Task to complete:
Copy exactly the lines of the data below that run from the line holding "[[733, 276], [493, 921], [597, 638]]" through the line holding "[[446, 29], [369, 364]]", both ends included.

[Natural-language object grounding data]
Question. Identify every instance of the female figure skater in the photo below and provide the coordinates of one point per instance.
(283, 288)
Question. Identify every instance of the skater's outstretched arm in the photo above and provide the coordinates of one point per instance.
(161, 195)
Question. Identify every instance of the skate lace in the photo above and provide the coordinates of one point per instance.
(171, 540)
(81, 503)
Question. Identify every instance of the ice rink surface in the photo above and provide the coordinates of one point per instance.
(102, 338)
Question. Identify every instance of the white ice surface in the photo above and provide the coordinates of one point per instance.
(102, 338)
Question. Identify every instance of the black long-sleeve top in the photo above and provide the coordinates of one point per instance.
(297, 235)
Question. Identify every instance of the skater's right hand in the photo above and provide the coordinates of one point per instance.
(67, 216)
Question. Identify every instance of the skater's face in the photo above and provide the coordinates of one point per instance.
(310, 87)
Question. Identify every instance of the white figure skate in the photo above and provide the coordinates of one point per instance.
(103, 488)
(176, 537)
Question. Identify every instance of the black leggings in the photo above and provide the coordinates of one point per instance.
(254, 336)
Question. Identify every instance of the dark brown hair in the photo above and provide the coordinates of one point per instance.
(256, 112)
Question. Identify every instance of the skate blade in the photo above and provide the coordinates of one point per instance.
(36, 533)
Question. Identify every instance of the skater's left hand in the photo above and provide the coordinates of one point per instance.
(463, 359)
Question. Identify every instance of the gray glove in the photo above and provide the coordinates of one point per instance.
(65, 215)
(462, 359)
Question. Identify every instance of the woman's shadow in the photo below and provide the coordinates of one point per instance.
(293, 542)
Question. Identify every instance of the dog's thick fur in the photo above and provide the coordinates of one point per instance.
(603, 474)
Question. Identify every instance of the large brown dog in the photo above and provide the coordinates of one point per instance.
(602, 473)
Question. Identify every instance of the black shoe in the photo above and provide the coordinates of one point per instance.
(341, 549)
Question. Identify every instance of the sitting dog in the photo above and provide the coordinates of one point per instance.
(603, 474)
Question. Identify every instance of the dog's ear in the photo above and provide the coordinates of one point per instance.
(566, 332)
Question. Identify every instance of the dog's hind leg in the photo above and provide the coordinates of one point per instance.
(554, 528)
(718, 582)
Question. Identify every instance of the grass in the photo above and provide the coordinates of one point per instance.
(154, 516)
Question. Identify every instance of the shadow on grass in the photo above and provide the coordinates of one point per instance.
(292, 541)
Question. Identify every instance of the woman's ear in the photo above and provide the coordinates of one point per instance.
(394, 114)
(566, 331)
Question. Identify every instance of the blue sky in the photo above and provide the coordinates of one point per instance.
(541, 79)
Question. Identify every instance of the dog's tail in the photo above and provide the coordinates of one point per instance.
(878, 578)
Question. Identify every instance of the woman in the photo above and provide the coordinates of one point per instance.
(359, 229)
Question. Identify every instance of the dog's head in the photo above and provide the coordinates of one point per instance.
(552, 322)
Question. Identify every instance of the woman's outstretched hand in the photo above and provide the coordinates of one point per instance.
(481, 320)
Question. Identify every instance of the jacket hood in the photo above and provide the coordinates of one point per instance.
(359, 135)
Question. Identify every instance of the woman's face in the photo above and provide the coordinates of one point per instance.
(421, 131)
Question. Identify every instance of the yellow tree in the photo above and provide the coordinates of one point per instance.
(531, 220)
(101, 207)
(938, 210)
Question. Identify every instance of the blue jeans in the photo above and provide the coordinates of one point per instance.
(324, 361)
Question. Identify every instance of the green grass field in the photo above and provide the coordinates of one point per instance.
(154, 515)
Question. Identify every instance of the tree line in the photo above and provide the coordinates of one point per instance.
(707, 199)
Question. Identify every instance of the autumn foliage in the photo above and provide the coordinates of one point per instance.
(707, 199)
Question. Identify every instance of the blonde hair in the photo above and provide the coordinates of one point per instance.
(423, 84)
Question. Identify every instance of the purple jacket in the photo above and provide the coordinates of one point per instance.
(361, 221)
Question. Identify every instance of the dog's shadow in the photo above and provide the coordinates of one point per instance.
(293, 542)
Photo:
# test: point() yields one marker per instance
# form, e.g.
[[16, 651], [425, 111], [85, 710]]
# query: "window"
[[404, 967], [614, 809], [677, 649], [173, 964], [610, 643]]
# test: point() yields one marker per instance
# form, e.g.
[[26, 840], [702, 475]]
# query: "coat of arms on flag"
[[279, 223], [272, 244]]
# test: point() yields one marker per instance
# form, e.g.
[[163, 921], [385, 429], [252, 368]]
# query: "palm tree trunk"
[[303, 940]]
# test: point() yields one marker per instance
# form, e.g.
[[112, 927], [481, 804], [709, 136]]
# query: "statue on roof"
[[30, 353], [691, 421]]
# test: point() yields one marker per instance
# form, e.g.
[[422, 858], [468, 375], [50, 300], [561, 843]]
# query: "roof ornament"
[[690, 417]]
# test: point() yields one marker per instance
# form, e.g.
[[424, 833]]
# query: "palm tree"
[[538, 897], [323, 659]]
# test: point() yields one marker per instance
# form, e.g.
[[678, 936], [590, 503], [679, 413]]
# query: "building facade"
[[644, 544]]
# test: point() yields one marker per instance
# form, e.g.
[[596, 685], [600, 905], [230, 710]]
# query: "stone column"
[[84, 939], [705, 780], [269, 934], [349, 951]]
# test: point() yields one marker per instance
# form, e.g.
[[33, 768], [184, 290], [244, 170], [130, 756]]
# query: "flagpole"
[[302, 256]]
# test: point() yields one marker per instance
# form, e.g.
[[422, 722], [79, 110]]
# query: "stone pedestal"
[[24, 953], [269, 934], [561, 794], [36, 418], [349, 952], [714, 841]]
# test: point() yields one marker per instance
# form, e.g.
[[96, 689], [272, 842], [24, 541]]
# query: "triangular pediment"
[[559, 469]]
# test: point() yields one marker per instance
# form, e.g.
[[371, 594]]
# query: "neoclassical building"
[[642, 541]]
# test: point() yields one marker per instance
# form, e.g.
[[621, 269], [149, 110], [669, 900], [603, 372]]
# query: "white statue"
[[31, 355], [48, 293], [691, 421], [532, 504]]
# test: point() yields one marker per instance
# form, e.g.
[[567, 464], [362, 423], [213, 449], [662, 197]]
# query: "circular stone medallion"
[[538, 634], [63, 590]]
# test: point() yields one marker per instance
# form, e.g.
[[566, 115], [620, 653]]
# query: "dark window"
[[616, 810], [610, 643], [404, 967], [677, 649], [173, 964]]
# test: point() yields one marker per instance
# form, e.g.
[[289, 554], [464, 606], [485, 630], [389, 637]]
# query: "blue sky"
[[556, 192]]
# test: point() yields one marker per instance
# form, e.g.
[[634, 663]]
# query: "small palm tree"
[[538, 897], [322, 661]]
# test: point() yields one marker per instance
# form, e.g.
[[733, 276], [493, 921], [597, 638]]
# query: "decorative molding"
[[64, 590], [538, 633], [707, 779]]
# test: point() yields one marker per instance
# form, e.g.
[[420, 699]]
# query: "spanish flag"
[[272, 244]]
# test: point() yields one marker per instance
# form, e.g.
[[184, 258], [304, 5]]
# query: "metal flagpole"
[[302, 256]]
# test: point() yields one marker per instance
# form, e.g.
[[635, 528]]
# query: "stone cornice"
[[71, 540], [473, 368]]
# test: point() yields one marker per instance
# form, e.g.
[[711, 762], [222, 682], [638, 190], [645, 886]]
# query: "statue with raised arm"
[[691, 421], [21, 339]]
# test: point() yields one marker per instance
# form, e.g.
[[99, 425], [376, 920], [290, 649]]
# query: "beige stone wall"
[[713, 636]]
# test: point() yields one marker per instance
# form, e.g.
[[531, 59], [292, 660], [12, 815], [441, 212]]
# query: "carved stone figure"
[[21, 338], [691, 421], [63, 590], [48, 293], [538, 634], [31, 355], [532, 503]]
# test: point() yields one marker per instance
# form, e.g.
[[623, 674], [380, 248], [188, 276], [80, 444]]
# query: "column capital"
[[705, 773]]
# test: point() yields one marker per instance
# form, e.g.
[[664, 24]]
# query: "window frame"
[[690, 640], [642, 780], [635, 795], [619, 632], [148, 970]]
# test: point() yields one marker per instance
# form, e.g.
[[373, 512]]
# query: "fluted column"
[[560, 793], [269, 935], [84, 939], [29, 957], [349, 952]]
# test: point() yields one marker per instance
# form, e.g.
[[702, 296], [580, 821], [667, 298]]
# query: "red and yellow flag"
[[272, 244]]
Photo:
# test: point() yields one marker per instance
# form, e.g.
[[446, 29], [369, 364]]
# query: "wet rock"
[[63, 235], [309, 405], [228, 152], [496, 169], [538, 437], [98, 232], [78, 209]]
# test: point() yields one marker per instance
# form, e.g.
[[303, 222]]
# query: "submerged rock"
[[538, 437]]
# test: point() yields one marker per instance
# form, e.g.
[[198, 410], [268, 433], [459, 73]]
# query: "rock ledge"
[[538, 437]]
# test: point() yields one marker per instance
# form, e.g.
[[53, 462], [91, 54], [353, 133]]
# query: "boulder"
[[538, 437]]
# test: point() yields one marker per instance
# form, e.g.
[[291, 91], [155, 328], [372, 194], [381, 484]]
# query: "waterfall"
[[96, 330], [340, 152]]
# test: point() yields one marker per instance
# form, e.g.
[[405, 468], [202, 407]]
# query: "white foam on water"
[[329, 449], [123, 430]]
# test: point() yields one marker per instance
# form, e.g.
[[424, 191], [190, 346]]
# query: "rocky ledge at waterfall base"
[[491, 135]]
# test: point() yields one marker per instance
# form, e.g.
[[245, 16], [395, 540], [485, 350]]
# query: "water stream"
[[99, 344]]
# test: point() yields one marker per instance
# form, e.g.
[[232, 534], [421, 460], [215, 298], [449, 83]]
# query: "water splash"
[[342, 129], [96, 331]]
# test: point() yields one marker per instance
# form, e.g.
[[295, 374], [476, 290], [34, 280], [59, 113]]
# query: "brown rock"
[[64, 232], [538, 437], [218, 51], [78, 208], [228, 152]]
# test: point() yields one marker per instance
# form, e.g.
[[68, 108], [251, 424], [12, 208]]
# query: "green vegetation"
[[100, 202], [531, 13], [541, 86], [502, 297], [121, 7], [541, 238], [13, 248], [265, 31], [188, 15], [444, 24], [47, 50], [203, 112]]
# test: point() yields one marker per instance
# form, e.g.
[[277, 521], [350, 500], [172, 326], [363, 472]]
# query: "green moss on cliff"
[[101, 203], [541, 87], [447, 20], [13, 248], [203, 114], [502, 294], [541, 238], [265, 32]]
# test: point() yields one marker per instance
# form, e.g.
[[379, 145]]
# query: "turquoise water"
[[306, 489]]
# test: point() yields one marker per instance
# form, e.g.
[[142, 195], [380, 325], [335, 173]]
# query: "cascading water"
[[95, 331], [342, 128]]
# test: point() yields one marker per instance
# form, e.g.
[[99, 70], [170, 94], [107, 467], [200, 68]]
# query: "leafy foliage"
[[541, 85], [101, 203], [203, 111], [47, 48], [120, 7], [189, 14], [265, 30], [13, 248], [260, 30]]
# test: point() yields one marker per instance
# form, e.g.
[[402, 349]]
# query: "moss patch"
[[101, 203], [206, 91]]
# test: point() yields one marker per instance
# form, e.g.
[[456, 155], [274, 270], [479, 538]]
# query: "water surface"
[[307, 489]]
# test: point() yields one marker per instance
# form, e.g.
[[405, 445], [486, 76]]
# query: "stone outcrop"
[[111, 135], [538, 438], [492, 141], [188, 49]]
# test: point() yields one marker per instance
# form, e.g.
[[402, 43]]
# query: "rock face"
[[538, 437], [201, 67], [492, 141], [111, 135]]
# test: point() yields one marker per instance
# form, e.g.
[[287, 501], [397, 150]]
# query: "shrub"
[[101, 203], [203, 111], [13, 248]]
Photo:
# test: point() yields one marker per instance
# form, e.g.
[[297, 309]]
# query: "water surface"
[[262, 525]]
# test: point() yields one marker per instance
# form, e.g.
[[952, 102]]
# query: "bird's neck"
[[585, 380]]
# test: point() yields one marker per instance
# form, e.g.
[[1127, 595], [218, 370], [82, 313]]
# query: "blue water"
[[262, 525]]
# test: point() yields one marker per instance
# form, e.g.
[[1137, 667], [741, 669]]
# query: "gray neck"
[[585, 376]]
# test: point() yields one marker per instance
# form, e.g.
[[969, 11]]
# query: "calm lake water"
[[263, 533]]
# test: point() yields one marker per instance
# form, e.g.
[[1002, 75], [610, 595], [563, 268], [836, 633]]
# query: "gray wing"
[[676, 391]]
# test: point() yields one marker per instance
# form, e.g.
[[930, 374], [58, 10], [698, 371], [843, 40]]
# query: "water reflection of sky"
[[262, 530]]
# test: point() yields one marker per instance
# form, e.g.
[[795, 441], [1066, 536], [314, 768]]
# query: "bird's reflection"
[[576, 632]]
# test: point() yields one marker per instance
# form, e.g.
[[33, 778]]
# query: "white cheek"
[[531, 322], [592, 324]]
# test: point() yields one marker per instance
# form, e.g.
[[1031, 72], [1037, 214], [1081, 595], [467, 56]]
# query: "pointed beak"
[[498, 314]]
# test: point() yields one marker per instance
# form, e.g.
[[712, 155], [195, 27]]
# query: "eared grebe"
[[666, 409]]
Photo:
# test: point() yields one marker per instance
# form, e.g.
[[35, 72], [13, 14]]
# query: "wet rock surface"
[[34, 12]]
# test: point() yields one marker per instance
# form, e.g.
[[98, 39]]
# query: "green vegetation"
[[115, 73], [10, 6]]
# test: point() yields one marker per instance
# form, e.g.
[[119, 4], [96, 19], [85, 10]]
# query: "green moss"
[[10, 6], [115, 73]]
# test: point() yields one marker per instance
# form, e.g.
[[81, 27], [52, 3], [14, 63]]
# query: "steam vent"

Task response:
[[733, 276], [493, 921], [597, 638]]
# query: "decorative molding"
[[64, 590], [538, 633], [707, 779]]
# test: point() yields one marker per instance
# form, e.g.
[[420, 699]]
# query: "spanish flag"
[[272, 244]]
# test: point() yields one marker per instance
# form, e.g.
[[184, 258], [304, 5]]
# query: "metal flagpole"
[[302, 256]]
# test: point() yields one marker per instance
# form, e.g.
[[635, 528]]
# query: "stone cornice"
[[71, 540], [473, 368]]
# test: point() yields one marker per instance
# form, e.g.
[[711, 762], [222, 682], [638, 190], [645, 886]]
# query: "statue with raised arm"
[[691, 421], [21, 339]]
# test: point() yields one marker per instance
# form, e.g.
[[99, 425], [376, 920], [290, 649]]
# query: "beige stone wall"
[[713, 636]]
# test: point() yields one marker per instance
# form, e.g.
[[531, 59], [292, 660], [12, 815], [441, 212]]
# query: "carved stone figure"
[[21, 338], [691, 421], [63, 590], [48, 293], [538, 634], [31, 355], [532, 503]]
# test: point() yields one marker per instance
# form, e.g.
[[623, 674], [380, 248], [188, 276], [80, 444]]
# query: "column capital"
[[705, 773]]
# test: point() yields one marker per instance
# form, e.g.
[[664, 24]]
# query: "window frame"
[[690, 640], [642, 780], [635, 795], [619, 632], [148, 970]]
# test: point() yields one marker per instance
# form, e.g.
[[373, 512]]
# query: "fluted column"
[[560, 793], [269, 935], [84, 939], [29, 957], [349, 952]]
# test: point() yields one marker per instance
# form, e.g.
[[702, 296], [580, 821], [667, 298]]
# query: "red and yellow flag"
[[272, 244]]
Photo:
# test: point() yields one marker per instance
# form, e.g.
[[446, 29], [369, 364]]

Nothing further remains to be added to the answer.